Start of DATA SUPPLIED

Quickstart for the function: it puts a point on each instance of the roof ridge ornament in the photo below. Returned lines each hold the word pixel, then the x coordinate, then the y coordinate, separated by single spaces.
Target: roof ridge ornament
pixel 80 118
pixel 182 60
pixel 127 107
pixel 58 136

End of DATA SUPPLIED

> YOUR TASK
Please output the entries above, every line exactly as it reads.

> SOLUTION BELOW
Quickstart for the function: it puts a point on each instance of the roof ridge ornament in the photo below. Returned lines each hold the word pixel, then the x coordinate, then the y coordinate, separated by single spaces.
Target: roof ridge ornament
pixel 80 118
pixel 182 60
pixel 127 107
pixel 58 136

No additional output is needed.